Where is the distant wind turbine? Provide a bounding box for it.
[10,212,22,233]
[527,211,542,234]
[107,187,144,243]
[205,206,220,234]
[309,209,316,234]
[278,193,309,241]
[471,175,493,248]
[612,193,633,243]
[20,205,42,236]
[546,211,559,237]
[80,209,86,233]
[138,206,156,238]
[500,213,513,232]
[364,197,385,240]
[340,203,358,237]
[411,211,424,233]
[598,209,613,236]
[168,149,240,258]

**Work to complete**
Please reproduce the listing above word for word, with every line in its original order.

**Completed task**
Where is the distant wind turbine? Provide a bounding box for it.
[10,212,22,233]
[527,211,542,234]
[107,187,144,243]
[205,206,220,234]
[309,209,316,234]
[278,193,309,241]
[471,175,493,248]
[612,193,633,243]
[20,205,42,236]
[546,211,559,237]
[80,209,86,233]
[138,206,156,238]
[500,213,513,232]
[364,197,385,240]
[340,203,358,237]
[411,211,424,233]
[598,209,613,236]
[168,149,240,258]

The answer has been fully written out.